> **Short task**
Produce an exact copy of the lines from the line containing "point: the flower" through the last line of the entries below, and only those lines.

-----

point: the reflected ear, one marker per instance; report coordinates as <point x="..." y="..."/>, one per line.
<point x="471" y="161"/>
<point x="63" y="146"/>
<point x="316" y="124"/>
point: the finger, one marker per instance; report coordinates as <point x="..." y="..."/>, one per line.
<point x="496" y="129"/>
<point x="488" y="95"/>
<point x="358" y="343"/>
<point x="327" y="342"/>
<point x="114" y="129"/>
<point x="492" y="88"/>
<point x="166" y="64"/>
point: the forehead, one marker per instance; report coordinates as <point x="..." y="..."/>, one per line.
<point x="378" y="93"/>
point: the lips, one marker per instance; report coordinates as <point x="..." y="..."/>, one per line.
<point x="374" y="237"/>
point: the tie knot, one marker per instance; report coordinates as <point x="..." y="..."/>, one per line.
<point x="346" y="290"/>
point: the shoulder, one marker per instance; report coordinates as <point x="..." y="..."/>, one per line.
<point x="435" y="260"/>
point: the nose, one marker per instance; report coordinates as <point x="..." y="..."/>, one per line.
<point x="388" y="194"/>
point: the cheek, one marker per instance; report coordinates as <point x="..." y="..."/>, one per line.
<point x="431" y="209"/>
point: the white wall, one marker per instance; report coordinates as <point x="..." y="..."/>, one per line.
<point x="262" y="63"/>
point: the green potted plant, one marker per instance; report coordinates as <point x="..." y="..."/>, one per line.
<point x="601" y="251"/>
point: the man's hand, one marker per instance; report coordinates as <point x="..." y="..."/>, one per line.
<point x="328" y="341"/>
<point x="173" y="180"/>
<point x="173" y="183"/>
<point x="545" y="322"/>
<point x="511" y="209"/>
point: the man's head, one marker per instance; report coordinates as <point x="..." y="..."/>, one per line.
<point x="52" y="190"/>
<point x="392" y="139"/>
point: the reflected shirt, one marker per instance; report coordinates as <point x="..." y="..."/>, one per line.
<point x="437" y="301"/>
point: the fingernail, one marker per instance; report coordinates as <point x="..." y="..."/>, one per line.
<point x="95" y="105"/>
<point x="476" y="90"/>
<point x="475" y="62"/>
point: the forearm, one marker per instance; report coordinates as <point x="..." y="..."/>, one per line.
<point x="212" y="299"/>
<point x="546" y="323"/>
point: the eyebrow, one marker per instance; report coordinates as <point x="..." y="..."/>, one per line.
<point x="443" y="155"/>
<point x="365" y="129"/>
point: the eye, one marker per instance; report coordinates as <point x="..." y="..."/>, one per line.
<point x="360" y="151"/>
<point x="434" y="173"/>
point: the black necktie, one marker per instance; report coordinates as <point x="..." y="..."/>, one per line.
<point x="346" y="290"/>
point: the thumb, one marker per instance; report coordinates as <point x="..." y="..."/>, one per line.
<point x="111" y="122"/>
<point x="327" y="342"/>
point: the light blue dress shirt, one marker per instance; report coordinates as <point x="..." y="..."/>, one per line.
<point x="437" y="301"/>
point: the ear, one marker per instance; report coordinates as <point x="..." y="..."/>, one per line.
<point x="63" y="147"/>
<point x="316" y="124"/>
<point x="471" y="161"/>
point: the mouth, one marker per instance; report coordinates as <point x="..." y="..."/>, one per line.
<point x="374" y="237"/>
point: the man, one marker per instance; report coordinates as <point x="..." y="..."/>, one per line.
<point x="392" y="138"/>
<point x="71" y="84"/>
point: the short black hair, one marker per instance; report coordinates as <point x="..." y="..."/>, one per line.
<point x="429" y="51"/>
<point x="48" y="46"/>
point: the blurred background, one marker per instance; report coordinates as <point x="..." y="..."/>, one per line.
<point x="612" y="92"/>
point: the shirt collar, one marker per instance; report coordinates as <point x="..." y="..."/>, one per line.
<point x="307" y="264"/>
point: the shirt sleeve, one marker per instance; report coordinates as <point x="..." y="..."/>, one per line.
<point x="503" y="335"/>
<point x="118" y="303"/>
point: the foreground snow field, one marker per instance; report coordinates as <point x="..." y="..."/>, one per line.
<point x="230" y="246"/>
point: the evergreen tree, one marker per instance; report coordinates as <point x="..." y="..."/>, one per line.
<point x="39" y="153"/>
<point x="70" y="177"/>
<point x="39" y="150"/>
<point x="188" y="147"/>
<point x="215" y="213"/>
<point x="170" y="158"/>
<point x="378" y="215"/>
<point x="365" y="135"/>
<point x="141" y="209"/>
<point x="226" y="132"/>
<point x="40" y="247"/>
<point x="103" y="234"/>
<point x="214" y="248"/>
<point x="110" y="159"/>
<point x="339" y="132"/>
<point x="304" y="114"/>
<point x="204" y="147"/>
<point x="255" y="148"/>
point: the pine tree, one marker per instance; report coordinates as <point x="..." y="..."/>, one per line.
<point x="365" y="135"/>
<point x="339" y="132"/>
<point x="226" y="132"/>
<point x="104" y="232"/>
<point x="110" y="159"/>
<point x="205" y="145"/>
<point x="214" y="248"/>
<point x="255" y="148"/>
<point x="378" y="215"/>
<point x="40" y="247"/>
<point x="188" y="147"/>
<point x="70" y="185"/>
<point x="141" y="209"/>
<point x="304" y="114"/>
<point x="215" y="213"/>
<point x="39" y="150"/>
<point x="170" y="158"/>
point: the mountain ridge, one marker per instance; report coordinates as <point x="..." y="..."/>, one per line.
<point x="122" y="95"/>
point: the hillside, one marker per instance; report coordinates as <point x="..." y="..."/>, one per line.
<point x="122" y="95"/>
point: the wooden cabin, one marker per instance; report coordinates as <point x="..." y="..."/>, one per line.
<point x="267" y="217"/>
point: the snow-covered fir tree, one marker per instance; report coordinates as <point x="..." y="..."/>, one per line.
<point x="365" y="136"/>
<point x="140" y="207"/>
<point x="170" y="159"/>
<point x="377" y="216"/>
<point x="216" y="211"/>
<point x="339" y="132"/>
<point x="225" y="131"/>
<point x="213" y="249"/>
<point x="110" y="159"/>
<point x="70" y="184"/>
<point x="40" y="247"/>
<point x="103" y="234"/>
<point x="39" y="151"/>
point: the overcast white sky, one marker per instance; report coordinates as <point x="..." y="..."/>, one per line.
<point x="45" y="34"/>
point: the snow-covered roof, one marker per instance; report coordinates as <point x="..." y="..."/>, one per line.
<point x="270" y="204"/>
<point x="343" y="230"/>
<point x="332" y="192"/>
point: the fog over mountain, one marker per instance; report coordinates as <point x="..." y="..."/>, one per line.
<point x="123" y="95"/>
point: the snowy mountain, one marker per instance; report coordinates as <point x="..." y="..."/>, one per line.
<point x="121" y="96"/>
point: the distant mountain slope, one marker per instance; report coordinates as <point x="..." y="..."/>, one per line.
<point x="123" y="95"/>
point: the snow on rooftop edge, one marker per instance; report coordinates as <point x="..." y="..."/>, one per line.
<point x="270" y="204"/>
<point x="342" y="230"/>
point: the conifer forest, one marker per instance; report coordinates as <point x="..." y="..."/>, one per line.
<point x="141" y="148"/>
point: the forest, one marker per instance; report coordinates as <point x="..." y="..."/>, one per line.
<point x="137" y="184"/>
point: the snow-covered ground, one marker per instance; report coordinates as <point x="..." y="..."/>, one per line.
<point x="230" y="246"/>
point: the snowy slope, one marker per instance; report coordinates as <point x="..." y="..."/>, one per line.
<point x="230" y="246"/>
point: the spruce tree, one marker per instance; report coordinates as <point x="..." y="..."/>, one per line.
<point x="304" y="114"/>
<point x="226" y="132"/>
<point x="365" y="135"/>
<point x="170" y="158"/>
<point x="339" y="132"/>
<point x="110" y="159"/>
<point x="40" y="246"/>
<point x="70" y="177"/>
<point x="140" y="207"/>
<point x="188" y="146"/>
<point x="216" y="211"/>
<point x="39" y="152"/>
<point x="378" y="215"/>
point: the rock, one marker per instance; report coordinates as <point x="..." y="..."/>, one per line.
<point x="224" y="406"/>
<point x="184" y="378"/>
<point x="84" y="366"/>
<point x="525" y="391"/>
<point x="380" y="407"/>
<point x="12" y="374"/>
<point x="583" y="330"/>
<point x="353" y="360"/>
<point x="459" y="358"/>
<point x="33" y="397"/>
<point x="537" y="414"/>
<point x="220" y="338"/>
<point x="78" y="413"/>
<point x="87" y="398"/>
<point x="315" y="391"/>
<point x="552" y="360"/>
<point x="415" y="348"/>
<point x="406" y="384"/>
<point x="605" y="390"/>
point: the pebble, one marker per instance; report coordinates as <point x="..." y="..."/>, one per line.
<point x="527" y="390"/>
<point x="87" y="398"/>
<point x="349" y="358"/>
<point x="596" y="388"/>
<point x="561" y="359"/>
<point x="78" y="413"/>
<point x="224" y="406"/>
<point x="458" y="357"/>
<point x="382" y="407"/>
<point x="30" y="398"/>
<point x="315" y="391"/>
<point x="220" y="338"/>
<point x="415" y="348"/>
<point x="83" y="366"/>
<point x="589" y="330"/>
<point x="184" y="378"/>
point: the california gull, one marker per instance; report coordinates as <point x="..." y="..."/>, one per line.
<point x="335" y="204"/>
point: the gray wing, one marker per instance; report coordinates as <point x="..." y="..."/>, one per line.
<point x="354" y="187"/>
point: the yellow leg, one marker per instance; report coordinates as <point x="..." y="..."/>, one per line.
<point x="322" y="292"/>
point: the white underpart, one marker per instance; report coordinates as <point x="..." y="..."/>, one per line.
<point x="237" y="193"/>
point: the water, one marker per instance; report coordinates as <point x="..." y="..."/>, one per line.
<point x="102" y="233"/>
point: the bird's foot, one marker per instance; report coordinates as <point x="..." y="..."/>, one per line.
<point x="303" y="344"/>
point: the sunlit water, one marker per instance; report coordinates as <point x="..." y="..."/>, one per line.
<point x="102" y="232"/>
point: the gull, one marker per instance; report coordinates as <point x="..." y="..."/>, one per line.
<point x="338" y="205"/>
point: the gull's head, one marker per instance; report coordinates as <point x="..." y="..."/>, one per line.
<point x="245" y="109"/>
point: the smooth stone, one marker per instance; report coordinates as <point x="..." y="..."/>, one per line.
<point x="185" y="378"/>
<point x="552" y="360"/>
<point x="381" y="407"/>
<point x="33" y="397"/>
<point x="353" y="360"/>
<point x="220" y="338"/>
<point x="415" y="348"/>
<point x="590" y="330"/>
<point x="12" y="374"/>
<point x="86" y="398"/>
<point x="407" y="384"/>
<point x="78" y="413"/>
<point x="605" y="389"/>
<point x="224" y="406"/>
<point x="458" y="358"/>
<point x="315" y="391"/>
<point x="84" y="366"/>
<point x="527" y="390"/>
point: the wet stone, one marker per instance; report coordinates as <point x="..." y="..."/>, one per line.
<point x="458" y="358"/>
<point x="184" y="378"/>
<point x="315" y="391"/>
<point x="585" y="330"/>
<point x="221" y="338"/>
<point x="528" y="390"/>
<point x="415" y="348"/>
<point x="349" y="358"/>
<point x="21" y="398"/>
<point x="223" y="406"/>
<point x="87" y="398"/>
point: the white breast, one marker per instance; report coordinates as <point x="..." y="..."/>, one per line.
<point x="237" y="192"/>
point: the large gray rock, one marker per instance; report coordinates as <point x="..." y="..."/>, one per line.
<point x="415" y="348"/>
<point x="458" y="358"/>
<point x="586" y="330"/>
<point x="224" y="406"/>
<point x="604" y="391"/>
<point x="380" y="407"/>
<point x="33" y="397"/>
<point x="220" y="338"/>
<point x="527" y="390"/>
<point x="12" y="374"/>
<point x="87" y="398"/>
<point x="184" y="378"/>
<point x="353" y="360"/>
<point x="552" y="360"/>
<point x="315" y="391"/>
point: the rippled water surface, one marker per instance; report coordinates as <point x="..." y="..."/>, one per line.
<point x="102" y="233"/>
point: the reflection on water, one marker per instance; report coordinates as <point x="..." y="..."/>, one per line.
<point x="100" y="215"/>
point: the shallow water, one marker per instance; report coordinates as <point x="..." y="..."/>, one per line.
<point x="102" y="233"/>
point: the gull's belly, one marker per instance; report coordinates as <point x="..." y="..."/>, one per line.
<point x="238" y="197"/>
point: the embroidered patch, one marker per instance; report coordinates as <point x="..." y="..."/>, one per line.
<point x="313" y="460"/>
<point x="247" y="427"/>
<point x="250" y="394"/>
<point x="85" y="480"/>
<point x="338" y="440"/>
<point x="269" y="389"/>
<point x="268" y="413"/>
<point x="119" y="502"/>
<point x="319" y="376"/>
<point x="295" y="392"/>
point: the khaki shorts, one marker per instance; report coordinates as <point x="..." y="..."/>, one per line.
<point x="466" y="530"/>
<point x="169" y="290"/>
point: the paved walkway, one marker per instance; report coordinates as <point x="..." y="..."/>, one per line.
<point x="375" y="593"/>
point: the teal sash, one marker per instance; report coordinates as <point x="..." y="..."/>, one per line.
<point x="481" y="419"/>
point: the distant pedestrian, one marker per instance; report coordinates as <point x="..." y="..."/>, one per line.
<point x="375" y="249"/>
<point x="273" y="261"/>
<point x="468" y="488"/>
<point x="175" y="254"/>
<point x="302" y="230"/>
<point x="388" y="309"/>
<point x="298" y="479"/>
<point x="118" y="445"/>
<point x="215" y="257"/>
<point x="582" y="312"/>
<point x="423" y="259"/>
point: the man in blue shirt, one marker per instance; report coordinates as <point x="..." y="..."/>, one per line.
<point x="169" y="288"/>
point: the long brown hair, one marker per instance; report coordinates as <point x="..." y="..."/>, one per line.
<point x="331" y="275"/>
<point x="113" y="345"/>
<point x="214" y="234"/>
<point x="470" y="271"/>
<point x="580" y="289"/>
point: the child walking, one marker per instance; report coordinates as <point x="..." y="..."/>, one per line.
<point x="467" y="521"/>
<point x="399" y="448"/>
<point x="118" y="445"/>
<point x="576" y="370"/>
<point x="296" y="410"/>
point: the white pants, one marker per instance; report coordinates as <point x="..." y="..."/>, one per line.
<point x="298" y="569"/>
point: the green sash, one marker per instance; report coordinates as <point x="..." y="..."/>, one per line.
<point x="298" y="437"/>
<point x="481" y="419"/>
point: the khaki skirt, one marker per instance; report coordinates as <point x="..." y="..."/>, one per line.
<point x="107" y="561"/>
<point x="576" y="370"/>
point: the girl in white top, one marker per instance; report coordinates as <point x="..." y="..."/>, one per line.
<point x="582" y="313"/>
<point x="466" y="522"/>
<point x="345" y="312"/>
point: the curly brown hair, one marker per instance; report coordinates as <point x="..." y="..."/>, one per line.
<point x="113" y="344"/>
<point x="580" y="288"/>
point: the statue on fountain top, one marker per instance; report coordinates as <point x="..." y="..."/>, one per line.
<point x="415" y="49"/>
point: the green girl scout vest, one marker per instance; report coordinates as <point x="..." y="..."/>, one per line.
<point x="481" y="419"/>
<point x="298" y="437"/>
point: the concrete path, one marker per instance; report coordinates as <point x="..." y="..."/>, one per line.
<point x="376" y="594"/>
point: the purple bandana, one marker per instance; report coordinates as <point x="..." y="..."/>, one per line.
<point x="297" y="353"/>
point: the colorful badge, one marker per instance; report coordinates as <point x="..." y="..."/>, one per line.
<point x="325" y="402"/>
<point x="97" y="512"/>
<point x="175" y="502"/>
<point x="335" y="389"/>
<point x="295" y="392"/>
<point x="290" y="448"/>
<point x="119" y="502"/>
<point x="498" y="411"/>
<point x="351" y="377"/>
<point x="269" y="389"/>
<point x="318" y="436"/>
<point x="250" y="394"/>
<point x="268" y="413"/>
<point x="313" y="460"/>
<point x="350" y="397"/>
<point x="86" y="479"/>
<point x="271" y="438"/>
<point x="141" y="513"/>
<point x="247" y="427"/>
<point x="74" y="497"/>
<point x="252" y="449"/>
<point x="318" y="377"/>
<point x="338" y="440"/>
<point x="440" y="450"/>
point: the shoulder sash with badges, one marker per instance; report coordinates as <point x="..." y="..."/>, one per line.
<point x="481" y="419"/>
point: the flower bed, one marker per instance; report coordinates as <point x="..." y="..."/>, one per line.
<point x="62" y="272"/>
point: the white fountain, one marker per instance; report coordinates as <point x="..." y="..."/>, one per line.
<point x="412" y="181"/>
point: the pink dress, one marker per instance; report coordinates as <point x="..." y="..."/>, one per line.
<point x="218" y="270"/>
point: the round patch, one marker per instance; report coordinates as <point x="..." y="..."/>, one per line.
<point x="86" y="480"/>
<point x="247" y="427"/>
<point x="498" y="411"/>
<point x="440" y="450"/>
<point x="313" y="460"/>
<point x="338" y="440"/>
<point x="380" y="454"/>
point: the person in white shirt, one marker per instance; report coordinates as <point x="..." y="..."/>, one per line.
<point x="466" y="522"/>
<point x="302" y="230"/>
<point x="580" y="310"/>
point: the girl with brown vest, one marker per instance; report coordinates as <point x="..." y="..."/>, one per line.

-----

> **Reply to the exercise**
point: the flower bed, one marker per instance; report coordinates as <point x="..." y="..."/>, one per line.
<point x="62" y="272"/>
point: the white fountain, one marker per instance; report coordinates as <point x="..." y="..."/>, one per line.
<point x="412" y="181"/>
point: the pink dress, one marker per instance; report coordinates as <point x="..." y="..."/>, one per line.
<point x="218" y="270"/>
point: the round patch, one marker per instance; report coordinates as <point x="..." y="..."/>, one per line.
<point x="86" y="480"/>
<point x="247" y="427"/>
<point x="498" y="411"/>
<point x="440" y="450"/>
<point x="313" y="460"/>
<point x="338" y="440"/>
<point x="380" y="454"/>
point: the person in white shirt, one marker per instance; report coordinates as <point x="..." y="..."/>, one per line.
<point x="466" y="522"/>
<point x="302" y="230"/>
<point x="580" y="310"/>
point: the girl with brown vest, one marker per instance; report coordinates as <point x="..." y="..."/>, one per line.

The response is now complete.